[What you should do]
Whenever a line contains the string "dirt", copy it out of the entries.

(Supplied material begins)

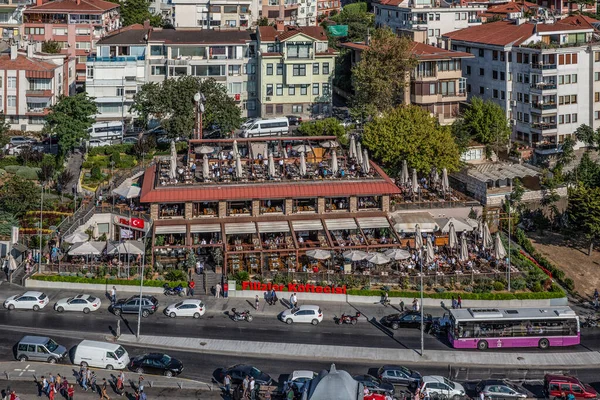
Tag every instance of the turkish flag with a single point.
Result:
(137, 223)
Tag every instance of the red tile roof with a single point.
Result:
(92, 6)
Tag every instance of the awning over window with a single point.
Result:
(307, 225)
(373, 222)
(161, 230)
(273, 226)
(340, 224)
(241, 228)
(205, 228)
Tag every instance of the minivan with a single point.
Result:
(267, 127)
(90, 353)
(40, 348)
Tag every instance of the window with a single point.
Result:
(299, 70)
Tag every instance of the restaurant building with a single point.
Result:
(259, 206)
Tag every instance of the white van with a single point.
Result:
(100, 355)
(267, 127)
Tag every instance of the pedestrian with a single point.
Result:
(103, 390)
(191, 286)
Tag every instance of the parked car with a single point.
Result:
(556, 385)
(294, 119)
(186, 308)
(407, 319)
(82, 303)
(494, 389)
(399, 375)
(308, 314)
(442, 387)
(132, 305)
(27, 301)
(240, 371)
(156, 363)
(375, 385)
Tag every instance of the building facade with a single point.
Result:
(32, 82)
(295, 70)
(76, 24)
(425, 21)
(546, 76)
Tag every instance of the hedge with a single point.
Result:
(83, 279)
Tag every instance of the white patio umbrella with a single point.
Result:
(352, 149)
(205, 169)
(77, 237)
(302, 164)
(499, 251)
(365, 164)
(319, 254)
(452, 239)
(355, 255)
(418, 237)
(378, 258)
(397, 254)
(271, 165)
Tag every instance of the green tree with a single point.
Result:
(51, 46)
(69, 120)
(382, 74)
(584, 212)
(412, 134)
(486, 122)
(172, 103)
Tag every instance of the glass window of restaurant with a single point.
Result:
(166, 211)
(336, 204)
(276, 206)
(239, 207)
(205, 209)
(369, 203)
(305, 205)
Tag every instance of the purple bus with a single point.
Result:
(483, 328)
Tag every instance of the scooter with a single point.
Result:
(177, 290)
(241, 316)
(348, 319)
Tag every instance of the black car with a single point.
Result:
(240, 371)
(132, 306)
(156, 363)
(399, 375)
(375, 385)
(407, 319)
(294, 119)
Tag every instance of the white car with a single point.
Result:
(82, 303)
(309, 314)
(27, 301)
(443, 387)
(186, 308)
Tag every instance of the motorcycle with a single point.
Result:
(176, 291)
(241, 316)
(348, 319)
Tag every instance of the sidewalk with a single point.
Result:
(367, 354)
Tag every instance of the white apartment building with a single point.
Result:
(426, 21)
(545, 75)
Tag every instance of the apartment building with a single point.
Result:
(295, 70)
(76, 24)
(546, 75)
(30, 82)
(436, 83)
(425, 21)
(212, 14)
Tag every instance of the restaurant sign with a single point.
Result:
(293, 287)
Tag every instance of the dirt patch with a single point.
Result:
(571, 257)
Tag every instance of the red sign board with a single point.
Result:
(294, 287)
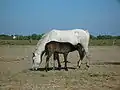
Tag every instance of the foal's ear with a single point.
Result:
(33, 54)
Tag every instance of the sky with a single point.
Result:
(26, 17)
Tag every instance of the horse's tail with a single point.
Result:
(42, 55)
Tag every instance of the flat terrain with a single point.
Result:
(103, 74)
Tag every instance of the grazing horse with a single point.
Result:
(55, 48)
(73, 36)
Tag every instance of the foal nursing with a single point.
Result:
(55, 48)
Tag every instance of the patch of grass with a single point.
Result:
(106, 42)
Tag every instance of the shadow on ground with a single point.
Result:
(106, 63)
(51, 68)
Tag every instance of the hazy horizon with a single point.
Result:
(26, 17)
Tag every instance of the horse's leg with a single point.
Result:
(88, 60)
(56, 57)
(65, 58)
(59, 65)
(47, 61)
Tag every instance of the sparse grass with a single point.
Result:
(34, 42)
(18, 76)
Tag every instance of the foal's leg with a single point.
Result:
(47, 61)
(88, 60)
(81, 54)
(65, 58)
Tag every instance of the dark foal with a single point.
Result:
(56, 48)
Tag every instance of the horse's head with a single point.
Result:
(35, 61)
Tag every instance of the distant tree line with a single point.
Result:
(21, 37)
(104, 37)
(38, 36)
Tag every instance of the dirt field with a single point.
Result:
(103, 74)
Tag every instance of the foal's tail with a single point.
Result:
(42, 55)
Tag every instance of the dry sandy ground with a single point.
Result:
(103, 74)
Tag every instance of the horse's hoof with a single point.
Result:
(88, 66)
(66, 69)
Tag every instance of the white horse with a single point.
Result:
(74, 36)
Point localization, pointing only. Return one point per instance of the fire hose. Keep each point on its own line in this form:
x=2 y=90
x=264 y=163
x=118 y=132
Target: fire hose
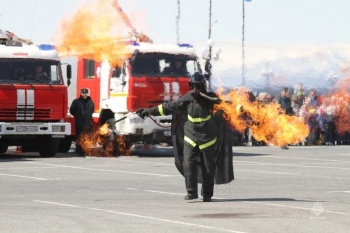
x=215 y=99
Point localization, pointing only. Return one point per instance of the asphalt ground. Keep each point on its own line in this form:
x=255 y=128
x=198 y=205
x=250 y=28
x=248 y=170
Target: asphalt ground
x=303 y=189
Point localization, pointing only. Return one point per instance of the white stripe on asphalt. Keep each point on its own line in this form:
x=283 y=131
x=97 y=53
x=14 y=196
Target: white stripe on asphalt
x=103 y=170
x=324 y=160
x=28 y=177
x=339 y=191
x=262 y=203
x=137 y=216
x=293 y=165
x=280 y=173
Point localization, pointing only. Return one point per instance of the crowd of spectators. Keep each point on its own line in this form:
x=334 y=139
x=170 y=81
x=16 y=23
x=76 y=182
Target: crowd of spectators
x=316 y=111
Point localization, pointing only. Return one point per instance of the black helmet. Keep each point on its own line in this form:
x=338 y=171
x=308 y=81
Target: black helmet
x=197 y=78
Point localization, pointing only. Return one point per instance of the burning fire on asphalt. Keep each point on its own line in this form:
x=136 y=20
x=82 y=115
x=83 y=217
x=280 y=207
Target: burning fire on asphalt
x=95 y=31
x=267 y=122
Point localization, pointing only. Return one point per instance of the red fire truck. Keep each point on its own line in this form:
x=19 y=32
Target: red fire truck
x=142 y=81
x=33 y=107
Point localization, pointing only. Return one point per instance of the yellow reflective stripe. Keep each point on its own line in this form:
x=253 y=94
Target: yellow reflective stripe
x=198 y=120
x=189 y=140
x=203 y=146
x=210 y=143
x=160 y=109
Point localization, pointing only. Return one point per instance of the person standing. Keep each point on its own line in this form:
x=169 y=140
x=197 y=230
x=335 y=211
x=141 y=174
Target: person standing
x=196 y=138
x=286 y=104
x=82 y=109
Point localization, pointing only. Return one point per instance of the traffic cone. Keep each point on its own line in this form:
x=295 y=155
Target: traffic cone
x=19 y=149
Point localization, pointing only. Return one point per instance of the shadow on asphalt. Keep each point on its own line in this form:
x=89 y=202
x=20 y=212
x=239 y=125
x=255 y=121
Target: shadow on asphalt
x=256 y=200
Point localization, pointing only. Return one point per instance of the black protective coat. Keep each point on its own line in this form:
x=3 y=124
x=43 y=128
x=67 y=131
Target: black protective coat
x=82 y=110
x=200 y=133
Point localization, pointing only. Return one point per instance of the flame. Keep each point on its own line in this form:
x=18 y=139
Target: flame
x=267 y=121
x=339 y=100
x=96 y=31
x=103 y=142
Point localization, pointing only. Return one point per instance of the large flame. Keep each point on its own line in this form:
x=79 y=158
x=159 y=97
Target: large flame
x=267 y=122
x=339 y=106
x=103 y=142
x=95 y=31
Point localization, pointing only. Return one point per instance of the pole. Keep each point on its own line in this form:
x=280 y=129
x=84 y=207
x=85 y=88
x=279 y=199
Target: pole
x=243 y=53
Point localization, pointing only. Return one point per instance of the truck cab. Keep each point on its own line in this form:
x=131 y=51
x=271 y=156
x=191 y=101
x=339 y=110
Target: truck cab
x=150 y=74
x=33 y=97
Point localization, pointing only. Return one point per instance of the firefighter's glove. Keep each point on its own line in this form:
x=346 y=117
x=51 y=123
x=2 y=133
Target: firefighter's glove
x=143 y=112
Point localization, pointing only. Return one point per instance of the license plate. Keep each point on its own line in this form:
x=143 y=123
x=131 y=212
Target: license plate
x=27 y=129
x=167 y=133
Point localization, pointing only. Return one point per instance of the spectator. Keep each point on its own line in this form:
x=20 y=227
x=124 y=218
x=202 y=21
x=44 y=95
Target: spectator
x=82 y=109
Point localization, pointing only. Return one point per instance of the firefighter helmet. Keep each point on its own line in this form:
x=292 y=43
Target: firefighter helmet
x=197 y=78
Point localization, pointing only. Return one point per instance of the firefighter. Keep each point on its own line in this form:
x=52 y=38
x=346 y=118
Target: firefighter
x=198 y=138
x=82 y=109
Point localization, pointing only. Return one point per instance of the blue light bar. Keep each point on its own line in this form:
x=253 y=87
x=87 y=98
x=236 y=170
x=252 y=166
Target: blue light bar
x=185 y=45
x=46 y=47
x=134 y=43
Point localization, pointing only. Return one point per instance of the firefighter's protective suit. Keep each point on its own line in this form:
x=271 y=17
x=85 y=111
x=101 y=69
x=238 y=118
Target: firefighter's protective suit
x=201 y=139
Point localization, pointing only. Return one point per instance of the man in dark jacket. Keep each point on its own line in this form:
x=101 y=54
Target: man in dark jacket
x=197 y=147
x=82 y=109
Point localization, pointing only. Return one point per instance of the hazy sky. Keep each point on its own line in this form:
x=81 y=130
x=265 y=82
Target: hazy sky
x=268 y=22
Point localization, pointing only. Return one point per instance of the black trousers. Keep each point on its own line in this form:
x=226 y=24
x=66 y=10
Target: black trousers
x=206 y=157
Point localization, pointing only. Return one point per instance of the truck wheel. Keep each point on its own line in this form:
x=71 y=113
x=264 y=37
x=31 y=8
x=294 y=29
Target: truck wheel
x=65 y=144
x=3 y=148
x=49 y=147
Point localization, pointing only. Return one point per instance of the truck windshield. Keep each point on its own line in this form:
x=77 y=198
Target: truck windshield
x=30 y=71
x=171 y=65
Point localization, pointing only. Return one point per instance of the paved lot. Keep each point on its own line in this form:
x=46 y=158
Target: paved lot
x=304 y=189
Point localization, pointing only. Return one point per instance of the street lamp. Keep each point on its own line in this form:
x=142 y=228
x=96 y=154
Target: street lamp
x=208 y=53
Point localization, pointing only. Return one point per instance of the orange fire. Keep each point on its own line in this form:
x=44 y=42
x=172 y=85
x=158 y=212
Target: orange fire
x=96 y=31
x=340 y=100
x=267 y=122
x=103 y=142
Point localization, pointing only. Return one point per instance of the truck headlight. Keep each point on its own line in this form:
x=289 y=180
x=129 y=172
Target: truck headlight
x=58 y=128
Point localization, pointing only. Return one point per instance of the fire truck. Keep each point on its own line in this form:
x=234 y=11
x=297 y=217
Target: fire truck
x=33 y=108
x=143 y=80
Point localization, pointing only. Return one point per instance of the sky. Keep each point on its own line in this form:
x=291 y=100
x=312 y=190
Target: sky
x=267 y=22
x=273 y=28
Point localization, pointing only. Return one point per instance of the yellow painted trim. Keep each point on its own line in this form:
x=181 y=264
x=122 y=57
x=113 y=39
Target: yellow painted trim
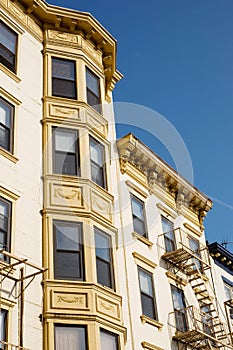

(Supplied material ends)

[Answer section]
Tag every instance of the dirt patch with a single point.
Tag every instance of the dirt field with a single point.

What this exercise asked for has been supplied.